— Start SUPPLIED RECORDS —

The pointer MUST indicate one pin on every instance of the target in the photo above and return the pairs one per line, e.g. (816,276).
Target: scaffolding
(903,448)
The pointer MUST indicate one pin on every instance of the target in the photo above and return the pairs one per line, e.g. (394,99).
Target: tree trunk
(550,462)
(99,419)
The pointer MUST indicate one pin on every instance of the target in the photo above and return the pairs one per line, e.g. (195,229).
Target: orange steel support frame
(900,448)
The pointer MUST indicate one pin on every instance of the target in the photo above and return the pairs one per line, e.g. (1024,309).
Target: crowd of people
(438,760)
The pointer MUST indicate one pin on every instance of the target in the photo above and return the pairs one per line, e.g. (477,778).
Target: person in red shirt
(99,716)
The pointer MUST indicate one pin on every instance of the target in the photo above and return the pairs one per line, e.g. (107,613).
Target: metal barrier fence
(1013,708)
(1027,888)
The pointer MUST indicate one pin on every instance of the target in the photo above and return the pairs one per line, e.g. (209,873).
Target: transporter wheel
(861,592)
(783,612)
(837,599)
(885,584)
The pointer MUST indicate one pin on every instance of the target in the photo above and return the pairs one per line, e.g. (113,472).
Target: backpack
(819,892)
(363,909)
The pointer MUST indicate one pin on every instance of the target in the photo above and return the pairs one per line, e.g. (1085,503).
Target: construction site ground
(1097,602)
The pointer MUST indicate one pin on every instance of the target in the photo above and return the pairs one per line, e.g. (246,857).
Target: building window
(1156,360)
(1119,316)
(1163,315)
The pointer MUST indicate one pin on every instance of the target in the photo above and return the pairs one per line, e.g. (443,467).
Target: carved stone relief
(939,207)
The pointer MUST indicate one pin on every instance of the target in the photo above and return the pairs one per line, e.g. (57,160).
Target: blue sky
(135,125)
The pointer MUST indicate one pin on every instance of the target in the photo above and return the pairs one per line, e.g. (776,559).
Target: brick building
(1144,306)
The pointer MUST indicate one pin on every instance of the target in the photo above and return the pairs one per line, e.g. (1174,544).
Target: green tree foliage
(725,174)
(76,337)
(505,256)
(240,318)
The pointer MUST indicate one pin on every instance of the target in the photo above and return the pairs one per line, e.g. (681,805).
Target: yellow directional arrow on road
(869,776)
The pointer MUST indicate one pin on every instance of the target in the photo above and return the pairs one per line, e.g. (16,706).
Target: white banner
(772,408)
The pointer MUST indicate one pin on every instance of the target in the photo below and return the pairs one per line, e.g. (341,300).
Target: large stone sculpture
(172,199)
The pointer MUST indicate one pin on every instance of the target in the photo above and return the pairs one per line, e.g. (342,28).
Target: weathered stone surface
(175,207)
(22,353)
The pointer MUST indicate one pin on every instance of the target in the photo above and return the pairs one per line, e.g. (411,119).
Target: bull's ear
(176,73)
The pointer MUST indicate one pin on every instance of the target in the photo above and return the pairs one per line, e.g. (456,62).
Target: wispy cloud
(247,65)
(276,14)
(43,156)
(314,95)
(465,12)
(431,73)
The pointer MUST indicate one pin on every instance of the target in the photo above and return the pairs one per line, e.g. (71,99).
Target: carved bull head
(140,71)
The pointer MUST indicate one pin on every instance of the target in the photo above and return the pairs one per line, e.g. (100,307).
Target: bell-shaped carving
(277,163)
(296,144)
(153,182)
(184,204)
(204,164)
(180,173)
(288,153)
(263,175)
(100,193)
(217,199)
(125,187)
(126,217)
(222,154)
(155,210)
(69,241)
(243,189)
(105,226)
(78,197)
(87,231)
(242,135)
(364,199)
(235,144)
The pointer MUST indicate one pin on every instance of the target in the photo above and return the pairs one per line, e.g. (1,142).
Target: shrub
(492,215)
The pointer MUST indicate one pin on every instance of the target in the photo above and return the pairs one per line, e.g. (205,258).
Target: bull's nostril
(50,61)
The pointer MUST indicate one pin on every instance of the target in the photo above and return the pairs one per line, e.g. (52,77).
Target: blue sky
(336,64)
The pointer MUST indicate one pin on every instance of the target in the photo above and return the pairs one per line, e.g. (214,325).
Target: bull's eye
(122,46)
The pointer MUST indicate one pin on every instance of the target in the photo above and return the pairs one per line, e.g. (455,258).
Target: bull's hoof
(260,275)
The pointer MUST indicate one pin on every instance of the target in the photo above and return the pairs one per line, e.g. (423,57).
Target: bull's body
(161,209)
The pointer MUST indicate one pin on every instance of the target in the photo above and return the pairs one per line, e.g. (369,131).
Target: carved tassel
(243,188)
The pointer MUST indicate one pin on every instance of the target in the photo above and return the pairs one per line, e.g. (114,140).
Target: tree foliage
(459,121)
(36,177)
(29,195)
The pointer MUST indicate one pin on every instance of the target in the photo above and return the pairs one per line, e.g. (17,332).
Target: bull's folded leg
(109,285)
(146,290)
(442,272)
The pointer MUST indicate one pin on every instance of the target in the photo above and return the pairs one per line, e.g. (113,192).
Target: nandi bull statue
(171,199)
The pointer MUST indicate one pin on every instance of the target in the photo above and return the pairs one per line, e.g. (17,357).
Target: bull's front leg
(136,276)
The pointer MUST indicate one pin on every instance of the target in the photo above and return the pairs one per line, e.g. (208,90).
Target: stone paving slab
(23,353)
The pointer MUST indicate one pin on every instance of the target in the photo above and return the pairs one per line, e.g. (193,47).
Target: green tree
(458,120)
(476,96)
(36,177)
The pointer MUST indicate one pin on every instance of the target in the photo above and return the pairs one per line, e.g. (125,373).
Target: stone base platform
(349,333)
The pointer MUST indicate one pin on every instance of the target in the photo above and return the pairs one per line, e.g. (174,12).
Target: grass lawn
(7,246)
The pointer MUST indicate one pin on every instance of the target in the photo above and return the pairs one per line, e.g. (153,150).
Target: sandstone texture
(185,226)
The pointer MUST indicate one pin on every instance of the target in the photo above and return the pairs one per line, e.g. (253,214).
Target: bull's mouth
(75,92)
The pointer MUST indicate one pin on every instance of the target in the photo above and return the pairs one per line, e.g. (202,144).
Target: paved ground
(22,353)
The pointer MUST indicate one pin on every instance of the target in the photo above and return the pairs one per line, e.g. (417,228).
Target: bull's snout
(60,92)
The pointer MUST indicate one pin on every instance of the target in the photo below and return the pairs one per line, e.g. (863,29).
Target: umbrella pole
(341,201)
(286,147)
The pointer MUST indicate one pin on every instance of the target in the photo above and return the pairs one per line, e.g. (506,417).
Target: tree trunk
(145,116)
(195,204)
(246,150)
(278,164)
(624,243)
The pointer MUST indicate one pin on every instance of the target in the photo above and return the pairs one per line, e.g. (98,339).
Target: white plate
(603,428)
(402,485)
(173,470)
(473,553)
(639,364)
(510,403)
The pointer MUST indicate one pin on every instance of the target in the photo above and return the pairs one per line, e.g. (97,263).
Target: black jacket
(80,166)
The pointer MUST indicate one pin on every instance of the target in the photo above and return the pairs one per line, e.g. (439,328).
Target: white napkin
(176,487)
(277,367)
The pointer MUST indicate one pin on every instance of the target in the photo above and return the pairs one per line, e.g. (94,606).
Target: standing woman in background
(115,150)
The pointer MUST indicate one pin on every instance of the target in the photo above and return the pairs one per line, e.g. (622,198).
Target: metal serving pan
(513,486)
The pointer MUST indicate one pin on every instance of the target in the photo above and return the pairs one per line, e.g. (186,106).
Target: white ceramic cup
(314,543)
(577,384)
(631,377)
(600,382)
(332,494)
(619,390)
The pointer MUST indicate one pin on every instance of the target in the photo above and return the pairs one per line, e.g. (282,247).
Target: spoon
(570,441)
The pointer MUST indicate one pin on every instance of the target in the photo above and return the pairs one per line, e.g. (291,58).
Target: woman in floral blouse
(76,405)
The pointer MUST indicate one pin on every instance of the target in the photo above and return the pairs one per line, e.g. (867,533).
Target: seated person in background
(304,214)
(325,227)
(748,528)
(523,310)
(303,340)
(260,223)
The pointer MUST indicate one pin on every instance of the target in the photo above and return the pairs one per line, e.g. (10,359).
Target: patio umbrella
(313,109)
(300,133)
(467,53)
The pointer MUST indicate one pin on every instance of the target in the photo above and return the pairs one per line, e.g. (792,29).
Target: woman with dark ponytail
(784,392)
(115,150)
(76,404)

— End SUPPLIED RECORDS —

» **THE EXERCISE**
Give back, exactly as written, the lines from the one with "line, e.g. (98,339)." to the last line.

» **FINAL RESULT**
The pointer MUST indicate one pin on every instance of the target in the photo above and return the pairs one per line, e.g. (98,339).
Target: white plate
(603,428)
(402,485)
(173,470)
(473,553)
(639,364)
(510,403)
The pointer MUST indicate one pin on every instance of the target in the photo above and return the pairs one per line, e.g. (97,263).
Target: black jacket
(80,166)
The pointer MUST indicate one pin on every instance of the target in the photo above and return the pairs one per line, e.g. (439,328).
Target: white napkin
(176,487)
(277,367)
The pointer MUST indicate one pin on every instance of the target in the photo above and return the pairs one per line, e.g. (94,606).
Target: standing woman in background
(115,150)
The pointer MUST indicate one pin on every instance of the target in the photo above and return the pairs one per line, e.g. (622,198).
Target: metal serving pan
(513,486)
The pointer MUST indicate one pin on every instance of the target in the photo above and return the pairs one per line, e.g. (186,106).
Target: white ceramic cup
(314,543)
(577,384)
(631,377)
(600,382)
(332,494)
(619,390)
The pointer MUST indicate one pin on every instance of the target in the photo above and return the pairs one per line, e.g. (282,247).
Target: spoon
(570,441)
The pointer MUST indicate one pin on every instance of the target in the photo above and return the pairs one per line, e.g. (291,58).
Target: woman in floral blouse
(76,405)
The pointer MUST indicate one pin on every instance of the target in the photo above and return the pairs one per line, e.g. (867,533).
Target: seated person in background
(304,214)
(325,227)
(748,528)
(523,310)
(303,340)
(260,223)
The pointer MUST indicate one pin on every instance of the target in the photo above and return the pairs one per line, e.g. (10,359).
Target: patio umbrella
(313,109)
(300,133)
(467,53)
The pointer MUST indicate one pin on every instance of the target in the photo above and return the pairs one per line, e.g. (792,29).
Target: woman with dark ponytail
(784,392)
(115,150)
(76,404)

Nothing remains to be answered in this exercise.